Start of READING PASSAGE

An analytical solution for a jewelry and accessories e-commerce platform built from scratch. It enabled the Chief Product Officer to shape the product, understand and optimize traffic funnels, and discover new business opportunities.

(metrics shown are adjusted for demo purposes) Demo Dashboard

Stakeholders had two main goals: understanding the overall performance of the e-commerce store and understanding the shopper journey to identify which funnel steps require attention.

Traffic channel

The next step is extending the funnel to include marketing data and transforming it into end-to-end analytics.

Implementation details

The system works as follows: it processes raw API interaction data, transforms it into analytical tables, and serves business intelligence dashboards through Metabase. The architecture supports real-time data ingestion, hourly ETL updates, and historical data tracking, enabling comprehensive analytics of user behavior, catalog interactions, product views, and conversion funnels.

Data Ingestion

Raw API calls are captured in real-time and stored in the pd.api_calls table, containing request/response JSON data, user sessions, endpoints, and timestamps. Data is written in batches with millisecond precision timestamps.

End of READING PASSAGE

** EXERCISE DETAILS **
Proceed with the analytics case study about the jewelry e-commerce platform, picking up right after its last sentence. The rows are separate material and not part of the analytics case study.

Start of STORED ROWS

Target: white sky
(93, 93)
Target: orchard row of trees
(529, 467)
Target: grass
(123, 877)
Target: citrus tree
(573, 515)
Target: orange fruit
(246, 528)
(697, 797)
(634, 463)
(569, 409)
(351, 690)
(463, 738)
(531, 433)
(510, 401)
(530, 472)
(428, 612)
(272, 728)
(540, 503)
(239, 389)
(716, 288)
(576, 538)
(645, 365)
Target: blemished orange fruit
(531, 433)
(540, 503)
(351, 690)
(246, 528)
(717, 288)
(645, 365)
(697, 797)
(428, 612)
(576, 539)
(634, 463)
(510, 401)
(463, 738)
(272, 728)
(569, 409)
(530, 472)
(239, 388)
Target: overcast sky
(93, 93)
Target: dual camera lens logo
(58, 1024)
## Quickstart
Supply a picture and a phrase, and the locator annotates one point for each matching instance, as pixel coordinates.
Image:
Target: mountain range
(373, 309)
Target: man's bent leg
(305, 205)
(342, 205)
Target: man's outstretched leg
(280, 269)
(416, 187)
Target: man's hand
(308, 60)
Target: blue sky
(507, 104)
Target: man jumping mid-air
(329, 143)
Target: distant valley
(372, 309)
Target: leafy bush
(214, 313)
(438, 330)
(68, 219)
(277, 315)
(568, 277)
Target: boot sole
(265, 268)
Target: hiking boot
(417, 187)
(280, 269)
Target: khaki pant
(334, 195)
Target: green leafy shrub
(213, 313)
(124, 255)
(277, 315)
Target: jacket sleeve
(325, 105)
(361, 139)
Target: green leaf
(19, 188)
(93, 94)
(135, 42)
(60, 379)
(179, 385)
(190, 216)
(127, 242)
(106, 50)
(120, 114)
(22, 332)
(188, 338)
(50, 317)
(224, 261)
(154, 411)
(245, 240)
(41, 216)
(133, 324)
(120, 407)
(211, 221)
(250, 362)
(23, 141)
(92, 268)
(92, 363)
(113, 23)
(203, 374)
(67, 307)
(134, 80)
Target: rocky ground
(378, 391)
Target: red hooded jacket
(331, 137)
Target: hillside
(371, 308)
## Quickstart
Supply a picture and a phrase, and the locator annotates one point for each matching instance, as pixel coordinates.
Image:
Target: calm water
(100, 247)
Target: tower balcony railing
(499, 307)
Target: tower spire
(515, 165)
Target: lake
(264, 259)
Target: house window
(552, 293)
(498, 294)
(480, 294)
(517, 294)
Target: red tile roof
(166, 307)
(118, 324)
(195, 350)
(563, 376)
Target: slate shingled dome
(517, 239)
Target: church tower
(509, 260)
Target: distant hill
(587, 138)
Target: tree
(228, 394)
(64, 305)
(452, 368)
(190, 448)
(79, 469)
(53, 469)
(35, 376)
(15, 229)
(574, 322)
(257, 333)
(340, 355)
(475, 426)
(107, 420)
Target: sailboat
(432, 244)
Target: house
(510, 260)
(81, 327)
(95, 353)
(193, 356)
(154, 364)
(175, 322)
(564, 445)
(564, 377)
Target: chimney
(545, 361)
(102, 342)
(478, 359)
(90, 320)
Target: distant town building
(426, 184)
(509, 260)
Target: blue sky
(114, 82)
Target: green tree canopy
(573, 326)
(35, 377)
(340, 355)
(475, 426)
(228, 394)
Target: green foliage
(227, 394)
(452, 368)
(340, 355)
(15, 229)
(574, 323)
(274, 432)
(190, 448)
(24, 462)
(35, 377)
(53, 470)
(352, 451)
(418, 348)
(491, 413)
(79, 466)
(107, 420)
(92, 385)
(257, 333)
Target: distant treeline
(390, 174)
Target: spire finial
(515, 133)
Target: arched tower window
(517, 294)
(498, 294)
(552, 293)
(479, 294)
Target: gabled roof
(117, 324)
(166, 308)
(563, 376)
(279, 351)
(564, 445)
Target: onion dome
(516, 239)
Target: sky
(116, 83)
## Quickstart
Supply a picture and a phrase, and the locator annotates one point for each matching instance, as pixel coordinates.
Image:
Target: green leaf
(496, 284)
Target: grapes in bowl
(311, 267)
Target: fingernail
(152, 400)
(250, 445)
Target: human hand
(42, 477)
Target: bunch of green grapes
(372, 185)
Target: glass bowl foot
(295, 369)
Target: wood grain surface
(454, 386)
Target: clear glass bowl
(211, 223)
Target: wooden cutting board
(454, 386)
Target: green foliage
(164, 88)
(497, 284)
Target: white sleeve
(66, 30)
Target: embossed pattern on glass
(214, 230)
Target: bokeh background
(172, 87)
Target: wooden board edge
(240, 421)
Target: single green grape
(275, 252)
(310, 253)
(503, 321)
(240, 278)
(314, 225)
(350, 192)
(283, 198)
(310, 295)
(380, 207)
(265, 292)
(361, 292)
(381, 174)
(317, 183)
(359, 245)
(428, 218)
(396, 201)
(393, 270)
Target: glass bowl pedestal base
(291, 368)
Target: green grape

End of STORED ROWS
Start of STORED ROWS

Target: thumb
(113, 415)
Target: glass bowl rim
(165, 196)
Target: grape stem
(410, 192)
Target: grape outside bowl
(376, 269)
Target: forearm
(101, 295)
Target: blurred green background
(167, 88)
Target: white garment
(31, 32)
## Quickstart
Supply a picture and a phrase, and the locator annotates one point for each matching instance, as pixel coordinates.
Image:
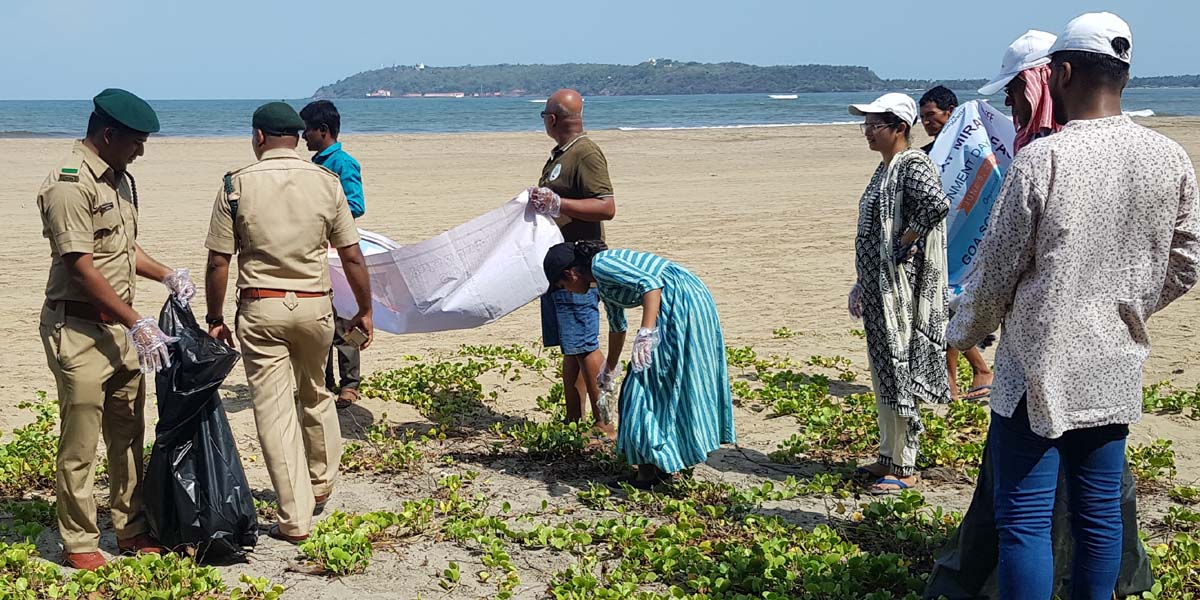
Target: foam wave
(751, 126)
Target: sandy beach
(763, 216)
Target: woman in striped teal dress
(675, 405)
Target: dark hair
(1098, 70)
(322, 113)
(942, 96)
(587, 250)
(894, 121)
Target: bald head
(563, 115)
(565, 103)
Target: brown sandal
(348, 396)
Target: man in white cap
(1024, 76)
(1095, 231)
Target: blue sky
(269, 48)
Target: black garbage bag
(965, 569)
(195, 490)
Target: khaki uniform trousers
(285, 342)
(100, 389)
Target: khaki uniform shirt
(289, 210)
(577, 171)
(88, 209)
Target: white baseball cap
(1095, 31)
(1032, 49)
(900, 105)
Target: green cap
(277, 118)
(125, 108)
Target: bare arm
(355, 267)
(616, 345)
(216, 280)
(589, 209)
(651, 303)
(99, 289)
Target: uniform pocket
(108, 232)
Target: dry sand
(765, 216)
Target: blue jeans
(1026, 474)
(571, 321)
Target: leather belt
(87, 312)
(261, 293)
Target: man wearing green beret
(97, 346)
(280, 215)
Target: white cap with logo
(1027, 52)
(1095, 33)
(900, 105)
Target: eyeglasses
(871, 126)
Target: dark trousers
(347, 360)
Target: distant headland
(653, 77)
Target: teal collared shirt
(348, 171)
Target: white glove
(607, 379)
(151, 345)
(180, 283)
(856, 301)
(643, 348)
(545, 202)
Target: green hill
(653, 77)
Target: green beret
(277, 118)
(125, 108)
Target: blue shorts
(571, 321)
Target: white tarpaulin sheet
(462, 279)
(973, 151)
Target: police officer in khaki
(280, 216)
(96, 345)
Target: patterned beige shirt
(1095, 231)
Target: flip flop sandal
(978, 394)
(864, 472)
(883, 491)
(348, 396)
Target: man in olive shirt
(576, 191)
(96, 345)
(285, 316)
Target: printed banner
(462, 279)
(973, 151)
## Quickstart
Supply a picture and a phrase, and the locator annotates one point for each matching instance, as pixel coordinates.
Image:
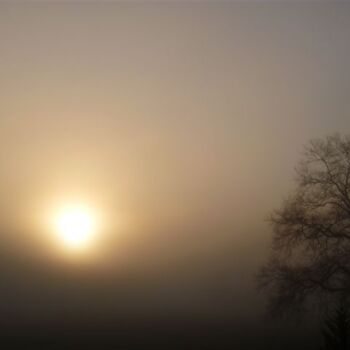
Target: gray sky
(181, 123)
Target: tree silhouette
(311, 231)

End of STORED ROWS
Start of STORED ROWS

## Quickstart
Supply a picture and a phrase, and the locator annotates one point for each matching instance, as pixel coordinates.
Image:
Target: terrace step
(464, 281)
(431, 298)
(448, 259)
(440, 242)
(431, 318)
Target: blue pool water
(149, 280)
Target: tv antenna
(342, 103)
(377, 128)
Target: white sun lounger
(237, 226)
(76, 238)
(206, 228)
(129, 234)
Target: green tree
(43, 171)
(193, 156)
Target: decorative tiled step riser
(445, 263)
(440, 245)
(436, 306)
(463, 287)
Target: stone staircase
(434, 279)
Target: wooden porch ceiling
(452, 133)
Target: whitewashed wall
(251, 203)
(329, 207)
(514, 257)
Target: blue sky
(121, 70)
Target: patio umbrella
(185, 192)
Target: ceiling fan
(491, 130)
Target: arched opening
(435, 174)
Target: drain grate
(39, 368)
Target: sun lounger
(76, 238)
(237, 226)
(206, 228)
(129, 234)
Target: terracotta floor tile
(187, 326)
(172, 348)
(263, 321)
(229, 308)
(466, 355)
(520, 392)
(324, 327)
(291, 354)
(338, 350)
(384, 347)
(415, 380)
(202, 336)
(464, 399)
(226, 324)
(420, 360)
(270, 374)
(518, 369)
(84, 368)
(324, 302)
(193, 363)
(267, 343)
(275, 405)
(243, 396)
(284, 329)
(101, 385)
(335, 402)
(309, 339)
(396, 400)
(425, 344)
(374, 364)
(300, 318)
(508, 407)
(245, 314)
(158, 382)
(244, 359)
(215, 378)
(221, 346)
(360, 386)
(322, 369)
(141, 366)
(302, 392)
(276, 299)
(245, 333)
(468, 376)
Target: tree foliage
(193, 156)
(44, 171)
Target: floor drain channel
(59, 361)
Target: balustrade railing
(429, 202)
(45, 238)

End of STORED ROWS

** THE REPLY **
ETL Processing

Python-based ETL scripts organized in jobs.py process raw data into analytical tables:

  • sessions: Aggregated session data with device information, user types, and behavioral metrics
  • catalog_sessions: Enriched catalog browsing data including search queries, filters (material, section, metal, price ranges), pagination, and sorting preferences
  • product_sessions: Product-level analytics tracking views, favorites, cart additions, and purchase events
  • snapshots: Versioned snapshots of production database entities (cart, items, favorites, stock) with change tracking

Data Warehouse Schema

ClickHouse database organized into multiple schemas:

  • pd: Raw source data from API calls
  • dwh: Analytical tables optimized for BI tools and ad-hoc analysis
  • history Historical snapshots with versioning and deletion tracking
  • mysql: Database links for seamless data migration from production MySQL
  • etl: Temporary tables for ETL processing

Scheduled Jobs

main.py orchestrates scheduled ETL jobs running hourly, with systemd service integration for production deployment. Jobs are designed to support point-in-time reprocessing for specific dates.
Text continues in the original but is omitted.